[START Records to process]

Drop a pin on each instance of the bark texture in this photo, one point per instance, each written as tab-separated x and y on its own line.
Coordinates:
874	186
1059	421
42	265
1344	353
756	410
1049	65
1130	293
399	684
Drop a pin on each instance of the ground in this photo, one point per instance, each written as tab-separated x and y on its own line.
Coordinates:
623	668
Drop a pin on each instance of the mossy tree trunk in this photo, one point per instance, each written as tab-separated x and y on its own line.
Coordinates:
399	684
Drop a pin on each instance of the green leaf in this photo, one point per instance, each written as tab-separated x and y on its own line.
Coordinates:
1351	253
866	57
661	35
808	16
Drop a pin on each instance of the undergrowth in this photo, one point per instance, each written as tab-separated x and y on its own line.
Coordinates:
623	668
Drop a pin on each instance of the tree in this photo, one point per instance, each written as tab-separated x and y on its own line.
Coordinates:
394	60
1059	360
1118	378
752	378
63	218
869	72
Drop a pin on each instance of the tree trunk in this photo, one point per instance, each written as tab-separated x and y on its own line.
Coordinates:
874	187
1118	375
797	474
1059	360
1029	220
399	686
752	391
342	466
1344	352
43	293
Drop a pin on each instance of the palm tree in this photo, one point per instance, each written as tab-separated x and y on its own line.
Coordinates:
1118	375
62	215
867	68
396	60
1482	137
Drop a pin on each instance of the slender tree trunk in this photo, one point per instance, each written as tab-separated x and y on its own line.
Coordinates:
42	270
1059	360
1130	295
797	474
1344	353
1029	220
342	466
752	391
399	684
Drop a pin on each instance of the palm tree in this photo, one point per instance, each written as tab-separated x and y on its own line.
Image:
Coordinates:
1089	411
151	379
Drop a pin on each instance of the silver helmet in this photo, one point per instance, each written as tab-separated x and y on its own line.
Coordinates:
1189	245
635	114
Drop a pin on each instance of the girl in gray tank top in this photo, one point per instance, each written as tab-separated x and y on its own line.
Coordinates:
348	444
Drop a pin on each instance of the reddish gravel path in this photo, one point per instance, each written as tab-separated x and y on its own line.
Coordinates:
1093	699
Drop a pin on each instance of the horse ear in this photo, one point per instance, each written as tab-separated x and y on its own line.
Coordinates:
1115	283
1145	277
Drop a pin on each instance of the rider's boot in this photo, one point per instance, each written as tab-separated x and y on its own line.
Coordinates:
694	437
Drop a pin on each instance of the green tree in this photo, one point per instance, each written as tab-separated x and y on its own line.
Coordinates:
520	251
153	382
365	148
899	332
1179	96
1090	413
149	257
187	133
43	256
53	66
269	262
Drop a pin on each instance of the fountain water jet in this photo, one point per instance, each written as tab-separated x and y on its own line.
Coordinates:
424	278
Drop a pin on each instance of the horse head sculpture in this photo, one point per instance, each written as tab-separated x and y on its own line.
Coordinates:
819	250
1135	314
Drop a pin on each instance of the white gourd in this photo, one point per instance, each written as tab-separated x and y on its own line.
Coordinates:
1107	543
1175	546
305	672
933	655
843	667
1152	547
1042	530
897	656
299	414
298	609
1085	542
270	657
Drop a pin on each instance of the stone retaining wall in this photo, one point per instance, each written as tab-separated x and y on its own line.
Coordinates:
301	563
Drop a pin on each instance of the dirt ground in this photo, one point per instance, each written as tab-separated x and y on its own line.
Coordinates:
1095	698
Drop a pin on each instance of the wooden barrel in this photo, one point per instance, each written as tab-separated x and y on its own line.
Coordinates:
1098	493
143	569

[END Records to process]

→ Prompt
Return the entire listing above verbatim, every line unchanged and in its original order.

→ Result for this exercise
Drop a pin on each instance of the bark texture in this photo, one point per instance, each written as tab-separated x and y on its own line.
Coordinates:
874	186
1059	421
42	265
1344	353
756	410
1049	65
1130	293
399	684
Drop a pin on each instance of the ground in this photo, one point per instance, each written as tab-separated x and y on its own line.
Coordinates:
623	668
Drop a pin on each instance of the mossy tree trunk in this photo, one point per instance, each written as tab-separated x and y on its own line.
Coordinates:
399	684
Drop a pin on each instance of the green leaf in this photo, one point per instance, each written as tab-separated x and y on its own line.
Coordinates:
1351	253
866	57
661	35
808	16
Drop a pin on each instance of the undergrowth in this photo, one point per instance, each written as tab-separated x and y on its own line.
Coordinates:
623	668
Drop a pin on each instance of the tree in this photo, one point per instance, each written as tab-separated x and y on its own line.
Coordinates:
394	60
1059	360
1118	378
752	378
63	218
869	72
Drop a pin on each instance of the tree trunk in this photo, one point per instance, each written as tab-separated x and y on its own line.
Coordinates:
874	187
1118	375
797	474
1059	360
1029	220
399	686
752	391
342	466
1344	352
43	293
Drop a pin on each instance of the palm tree in this photo, one point per instance, each written as tab-separated x and y on its own line.
Coordinates:
1118	375
62	215
867	68
396	60
1482	137
Drop a pin on each instance of the slender tree trunk in this photo, one point per instance, each written as tab-separated x and y on its own line.
Coordinates:
42	270
1059	360
1130	295
797	474
1344	353
1029	220
342	466
752	391
399	684
Drop a pin on each instance of the palm tree in this photo, one point per instance, each written as tab-separated x and y on its own line.
Image:
Coordinates:
1089	411
151	379
Drop a pin on each instance of the silver helmet in this photo, one point per instance, each written as tab-separated x and y on its own line.
Coordinates:
1189	245
635	114
Drop a pin on each instance of the girl in gray tank top in this photo, one point per instance, each written as tab-separated x and y on its own line.
Coordinates:
348	444
Drop a pin on each instance of the reddish gravel path in this photo, one point per instance, each written as tab-separated x and y on its own line.
Coordinates:
1093	699
Drop a pin on each instance of the horse ear in this photo, one point per instance, each written as tab-separated x and y on its own line.
Coordinates:
1115	283
1145	277
Drop a pin on each instance of the rider's boot in this photo, one point per instance, each written as tab-separated x and y on its own line.
Coordinates:
694	437
Drop a pin on each instance of the green tree in this photo, one point per instance, each written as tab-separated x and y on its own line.
Coordinates:
520	251
153	382
365	148
899	332
1179	96
1090	413
149	257
187	133
43	256
53	66
269	262
Drop a pin on each instance of the fountain water jet in this photo, one point per instance, each written as tab-separated x and y on its own line.
Coordinates:
424	278
Drop a pin on each instance of the horse head sculpture in this photo, one point per instance, each written as tab-separated x and y on its own line.
Coordinates:
819	250
1135	314
Drop a pin on each instance of the white gourd in this photo, one point per instance, each written as tab-separated x and y on its own line.
Coordinates:
1107	543
1175	546
305	672
933	655
843	667
1152	547
1042	530
897	656
299	414
298	609
1085	542
270	657
Drop a pin on each instance of the stone retaining wall in this photo, one point per instance, each written as tab-separated x and y on its own line.
Coordinates:
301	563
Drop a pin on each instance of the dirt ground in this photo, one point per instance, each written as tab-separated x and y on its own line.
Coordinates:
1095	698
Drop a pin on each instance of the wooden barrel in this photo, one point per instance, each written as tab-separated x and y on its own line.
Coordinates:
1098	493
143	569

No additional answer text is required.